Extracted data entries

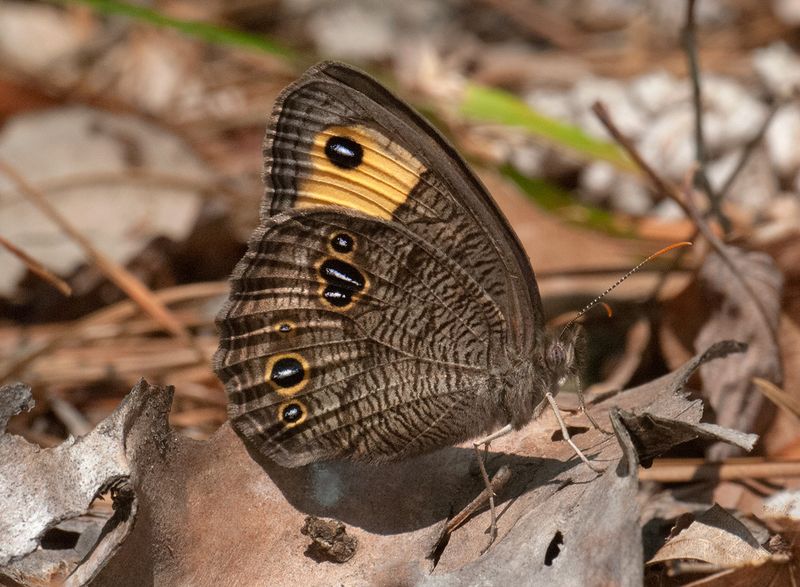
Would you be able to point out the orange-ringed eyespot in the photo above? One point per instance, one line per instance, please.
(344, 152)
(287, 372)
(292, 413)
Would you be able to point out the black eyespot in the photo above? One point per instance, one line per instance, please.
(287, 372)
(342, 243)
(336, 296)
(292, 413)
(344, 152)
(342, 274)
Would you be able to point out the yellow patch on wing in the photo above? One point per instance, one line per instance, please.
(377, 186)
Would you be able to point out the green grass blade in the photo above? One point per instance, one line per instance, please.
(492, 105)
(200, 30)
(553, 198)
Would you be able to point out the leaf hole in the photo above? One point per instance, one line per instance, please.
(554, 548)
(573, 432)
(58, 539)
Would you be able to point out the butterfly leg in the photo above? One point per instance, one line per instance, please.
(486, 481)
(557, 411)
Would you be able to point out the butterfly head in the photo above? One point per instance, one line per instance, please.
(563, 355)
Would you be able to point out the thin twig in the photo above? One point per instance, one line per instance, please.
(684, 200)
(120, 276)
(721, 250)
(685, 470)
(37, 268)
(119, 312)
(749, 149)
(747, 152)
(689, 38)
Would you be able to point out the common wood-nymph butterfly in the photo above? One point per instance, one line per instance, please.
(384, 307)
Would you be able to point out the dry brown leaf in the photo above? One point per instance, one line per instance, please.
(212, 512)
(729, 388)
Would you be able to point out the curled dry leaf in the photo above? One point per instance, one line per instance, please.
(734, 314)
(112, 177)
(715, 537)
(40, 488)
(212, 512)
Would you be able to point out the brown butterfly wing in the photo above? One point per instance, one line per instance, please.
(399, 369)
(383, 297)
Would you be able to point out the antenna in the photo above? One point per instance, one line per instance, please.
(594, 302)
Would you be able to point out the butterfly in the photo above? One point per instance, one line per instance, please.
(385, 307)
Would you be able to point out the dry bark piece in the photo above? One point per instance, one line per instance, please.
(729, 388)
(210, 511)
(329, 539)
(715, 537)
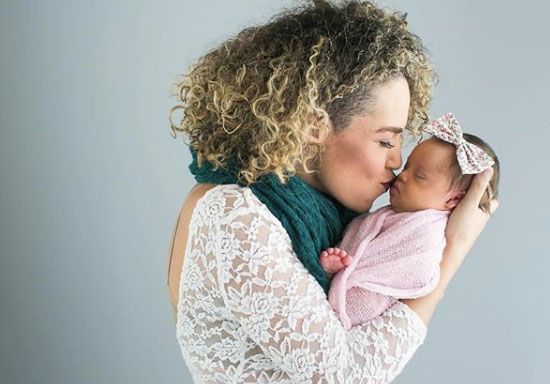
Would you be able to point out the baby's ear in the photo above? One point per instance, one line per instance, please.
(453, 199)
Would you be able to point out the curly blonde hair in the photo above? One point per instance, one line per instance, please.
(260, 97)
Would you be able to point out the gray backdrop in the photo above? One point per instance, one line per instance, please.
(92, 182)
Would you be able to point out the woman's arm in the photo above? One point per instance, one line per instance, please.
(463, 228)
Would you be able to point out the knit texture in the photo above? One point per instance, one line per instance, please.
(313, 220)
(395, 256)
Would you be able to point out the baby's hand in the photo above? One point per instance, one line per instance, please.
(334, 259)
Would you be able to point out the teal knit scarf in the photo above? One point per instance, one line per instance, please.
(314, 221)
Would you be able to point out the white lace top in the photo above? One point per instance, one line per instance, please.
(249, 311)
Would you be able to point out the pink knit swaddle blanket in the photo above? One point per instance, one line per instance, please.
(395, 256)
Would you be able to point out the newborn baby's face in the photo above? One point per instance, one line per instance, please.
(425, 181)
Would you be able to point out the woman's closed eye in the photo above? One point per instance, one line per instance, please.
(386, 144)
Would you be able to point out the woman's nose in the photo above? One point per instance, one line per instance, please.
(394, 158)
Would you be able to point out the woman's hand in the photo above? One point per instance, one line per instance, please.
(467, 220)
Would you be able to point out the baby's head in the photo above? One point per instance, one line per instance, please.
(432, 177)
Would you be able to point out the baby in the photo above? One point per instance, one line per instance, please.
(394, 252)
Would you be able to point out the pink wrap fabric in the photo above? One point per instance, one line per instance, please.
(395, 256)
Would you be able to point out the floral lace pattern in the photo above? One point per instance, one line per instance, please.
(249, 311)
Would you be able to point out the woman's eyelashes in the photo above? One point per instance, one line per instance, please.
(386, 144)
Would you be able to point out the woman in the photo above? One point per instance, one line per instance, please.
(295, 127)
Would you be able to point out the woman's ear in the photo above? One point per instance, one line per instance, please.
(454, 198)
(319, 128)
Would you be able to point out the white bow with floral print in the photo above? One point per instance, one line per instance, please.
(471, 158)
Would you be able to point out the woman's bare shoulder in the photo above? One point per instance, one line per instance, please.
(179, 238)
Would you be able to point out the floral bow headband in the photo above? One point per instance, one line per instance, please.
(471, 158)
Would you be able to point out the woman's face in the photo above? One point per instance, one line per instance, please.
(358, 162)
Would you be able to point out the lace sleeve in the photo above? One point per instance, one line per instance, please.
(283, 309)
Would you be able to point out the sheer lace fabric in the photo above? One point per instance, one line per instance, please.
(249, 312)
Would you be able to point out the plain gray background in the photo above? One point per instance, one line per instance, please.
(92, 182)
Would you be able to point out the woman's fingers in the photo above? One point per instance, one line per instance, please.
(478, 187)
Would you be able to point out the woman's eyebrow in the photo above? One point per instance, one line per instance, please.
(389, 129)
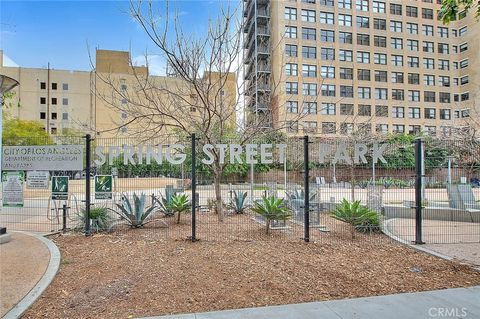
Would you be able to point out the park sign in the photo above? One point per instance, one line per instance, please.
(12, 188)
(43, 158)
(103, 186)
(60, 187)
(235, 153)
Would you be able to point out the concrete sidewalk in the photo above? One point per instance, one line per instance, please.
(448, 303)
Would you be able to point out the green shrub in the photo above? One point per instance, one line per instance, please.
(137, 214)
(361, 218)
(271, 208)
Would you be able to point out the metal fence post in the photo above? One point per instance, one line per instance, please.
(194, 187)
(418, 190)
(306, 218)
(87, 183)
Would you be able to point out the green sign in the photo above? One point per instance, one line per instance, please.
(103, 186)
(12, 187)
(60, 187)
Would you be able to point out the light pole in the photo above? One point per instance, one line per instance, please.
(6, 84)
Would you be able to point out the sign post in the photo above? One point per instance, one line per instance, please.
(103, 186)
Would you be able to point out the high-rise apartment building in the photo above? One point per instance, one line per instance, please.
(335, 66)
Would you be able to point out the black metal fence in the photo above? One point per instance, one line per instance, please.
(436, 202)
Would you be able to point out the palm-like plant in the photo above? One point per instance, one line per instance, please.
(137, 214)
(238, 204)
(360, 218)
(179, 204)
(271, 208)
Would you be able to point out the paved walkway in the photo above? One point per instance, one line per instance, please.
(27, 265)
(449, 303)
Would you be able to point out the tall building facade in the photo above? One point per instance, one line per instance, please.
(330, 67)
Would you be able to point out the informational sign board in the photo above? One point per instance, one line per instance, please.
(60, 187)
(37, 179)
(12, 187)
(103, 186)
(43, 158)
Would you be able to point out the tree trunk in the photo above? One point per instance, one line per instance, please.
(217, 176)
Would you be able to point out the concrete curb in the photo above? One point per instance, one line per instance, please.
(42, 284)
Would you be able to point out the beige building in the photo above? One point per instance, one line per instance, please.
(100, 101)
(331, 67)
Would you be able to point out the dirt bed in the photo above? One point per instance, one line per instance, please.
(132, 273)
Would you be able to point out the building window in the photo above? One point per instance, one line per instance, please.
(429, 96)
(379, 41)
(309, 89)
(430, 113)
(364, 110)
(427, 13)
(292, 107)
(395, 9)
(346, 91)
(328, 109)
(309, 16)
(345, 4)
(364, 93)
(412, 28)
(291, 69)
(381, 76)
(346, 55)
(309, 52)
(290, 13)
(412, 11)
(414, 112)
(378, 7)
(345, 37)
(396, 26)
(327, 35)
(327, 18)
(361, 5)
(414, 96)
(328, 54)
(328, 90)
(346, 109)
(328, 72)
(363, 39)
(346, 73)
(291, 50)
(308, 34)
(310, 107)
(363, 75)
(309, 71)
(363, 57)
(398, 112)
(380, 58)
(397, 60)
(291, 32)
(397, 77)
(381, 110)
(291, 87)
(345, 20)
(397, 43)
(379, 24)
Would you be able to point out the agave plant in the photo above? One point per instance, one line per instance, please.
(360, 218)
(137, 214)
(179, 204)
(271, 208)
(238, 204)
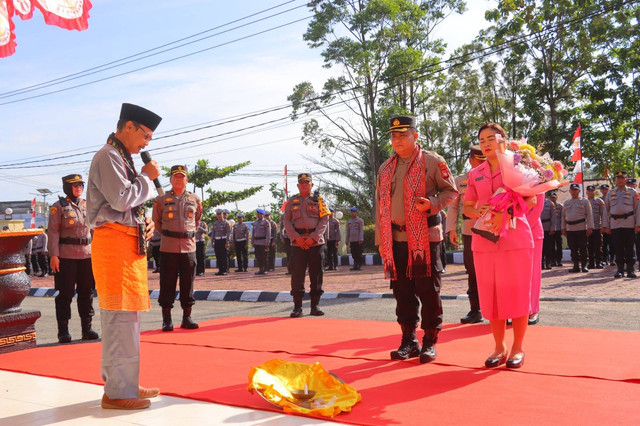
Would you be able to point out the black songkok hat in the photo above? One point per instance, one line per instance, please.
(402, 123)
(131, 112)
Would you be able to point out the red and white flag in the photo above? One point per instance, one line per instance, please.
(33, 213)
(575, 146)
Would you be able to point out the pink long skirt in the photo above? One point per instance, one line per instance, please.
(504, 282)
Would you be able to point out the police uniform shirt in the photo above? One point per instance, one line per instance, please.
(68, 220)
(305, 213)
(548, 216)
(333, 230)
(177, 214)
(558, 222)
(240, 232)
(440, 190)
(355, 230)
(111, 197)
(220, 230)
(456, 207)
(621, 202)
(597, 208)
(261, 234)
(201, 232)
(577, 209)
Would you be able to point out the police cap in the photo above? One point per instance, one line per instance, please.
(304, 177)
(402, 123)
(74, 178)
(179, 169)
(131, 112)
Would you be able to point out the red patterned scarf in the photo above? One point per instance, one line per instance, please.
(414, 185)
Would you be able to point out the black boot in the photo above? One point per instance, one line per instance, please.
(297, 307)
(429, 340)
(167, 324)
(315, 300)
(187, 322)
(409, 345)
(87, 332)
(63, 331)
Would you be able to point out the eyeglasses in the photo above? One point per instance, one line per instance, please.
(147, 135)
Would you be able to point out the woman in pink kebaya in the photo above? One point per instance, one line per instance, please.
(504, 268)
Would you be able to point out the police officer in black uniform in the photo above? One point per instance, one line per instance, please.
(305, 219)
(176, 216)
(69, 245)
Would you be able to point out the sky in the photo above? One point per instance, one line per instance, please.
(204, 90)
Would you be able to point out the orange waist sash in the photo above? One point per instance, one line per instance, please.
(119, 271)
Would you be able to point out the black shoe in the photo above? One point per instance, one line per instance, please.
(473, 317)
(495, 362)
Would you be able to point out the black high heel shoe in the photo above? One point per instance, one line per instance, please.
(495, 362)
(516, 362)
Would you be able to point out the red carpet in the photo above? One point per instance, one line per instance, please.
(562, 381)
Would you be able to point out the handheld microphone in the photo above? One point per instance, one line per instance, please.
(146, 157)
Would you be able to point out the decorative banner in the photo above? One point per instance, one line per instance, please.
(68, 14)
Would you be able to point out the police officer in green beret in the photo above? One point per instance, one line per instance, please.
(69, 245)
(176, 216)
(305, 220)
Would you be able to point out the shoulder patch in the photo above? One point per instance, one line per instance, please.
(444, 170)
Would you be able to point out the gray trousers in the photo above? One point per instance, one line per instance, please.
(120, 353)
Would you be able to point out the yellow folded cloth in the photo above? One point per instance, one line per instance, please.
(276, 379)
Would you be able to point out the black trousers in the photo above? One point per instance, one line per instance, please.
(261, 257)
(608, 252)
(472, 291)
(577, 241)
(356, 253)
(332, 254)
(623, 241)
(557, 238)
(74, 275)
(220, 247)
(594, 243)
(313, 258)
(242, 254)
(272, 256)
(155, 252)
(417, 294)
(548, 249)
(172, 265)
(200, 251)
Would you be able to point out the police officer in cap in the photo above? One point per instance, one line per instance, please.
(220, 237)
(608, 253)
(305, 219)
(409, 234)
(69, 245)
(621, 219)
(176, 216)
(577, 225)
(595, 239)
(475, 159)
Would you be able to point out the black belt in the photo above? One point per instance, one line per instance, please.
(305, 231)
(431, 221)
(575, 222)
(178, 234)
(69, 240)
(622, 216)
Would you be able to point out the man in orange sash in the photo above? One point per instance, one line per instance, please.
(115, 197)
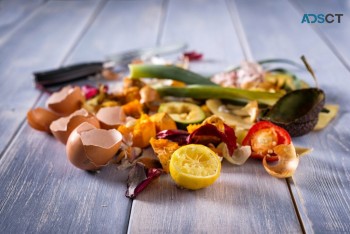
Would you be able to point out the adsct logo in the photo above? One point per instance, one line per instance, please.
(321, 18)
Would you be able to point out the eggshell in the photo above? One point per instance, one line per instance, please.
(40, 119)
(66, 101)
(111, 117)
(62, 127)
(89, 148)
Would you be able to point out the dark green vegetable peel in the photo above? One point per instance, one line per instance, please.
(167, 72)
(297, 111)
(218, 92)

Description of the task: All lines from the one containing "Would you be able to point out the handheld" through the end of the data are to be written out exactly, with nothing added; skip the pictures.

Exercise response:
Would you be able to point out the handheld microphone in the photo above? One point per instance, one line per instance, please.
(146, 157)
Would you be able to point out the decorative banner in the photo above? One point per instance, one line per instance, please.
(68, 14)
Would you be able to point out the police officer in green beret in the photo above? One point per instance, one line per instance, please.
(69, 245)
(176, 216)
(305, 220)
Would you be able to point out the shoulder patch in the photo above? One point per instance, one line per instance, please.
(444, 170)
Would you be able to point out the gray trousers in the photo above? One point per instance, one line per instance, please.
(120, 353)
Would you be able to point out the yellow folded cloth in the photo above? One point per instance, one line per instance, please.
(276, 379)
Would you be able to point out the black trousers in the photo above? One point per instance, one line per instance, please.
(261, 257)
(608, 252)
(472, 291)
(577, 241)
(356, 253)
(332, 254)
(623, 241)
(557, 238)
(74, 275)
(220, 247)
(594, 243)
(313, 258)
(242, 254)
(272, 256)
(155, 252)
(417, 294)
(548, 249)
(172, 265)
(200, 251)
Would you be able to point out the police officer in cap in the photo above? One point per instance, one line per instance, please.
(220, 237)
(608, 253)
(305, 219)
(409, 234)
(69, 245)
(621, 219)
(176, 216)
(577, 225)
(595, 239)
(475, 159)
Would you be able to point out the black belt in the photo above? One point per instance, one line per instance, please.
(305, 231)
(431, 221)
(575, 222)
(178, 234)
(69, 240)
(622, 216)
Would you be able to point out the man in orange sash in the photo above? One point per instance, one line per instance, please.
(115, 197)
Would you be able to point out the adsct logo in the photo above? One point per instance, one line per instance, please.
(321, 18)
Would you be able to point out the eggshell in the photo above? One point per instance, one line per instance, please.
(40, 119)
(66, 101)
(111, 117)
(62, 127)
(89, 148)
Would you be able to point out the dark green vegetable peel in the photo above? One point per instance, one line per instance, please.
(167, 72)
(297, 111)
(218, 92)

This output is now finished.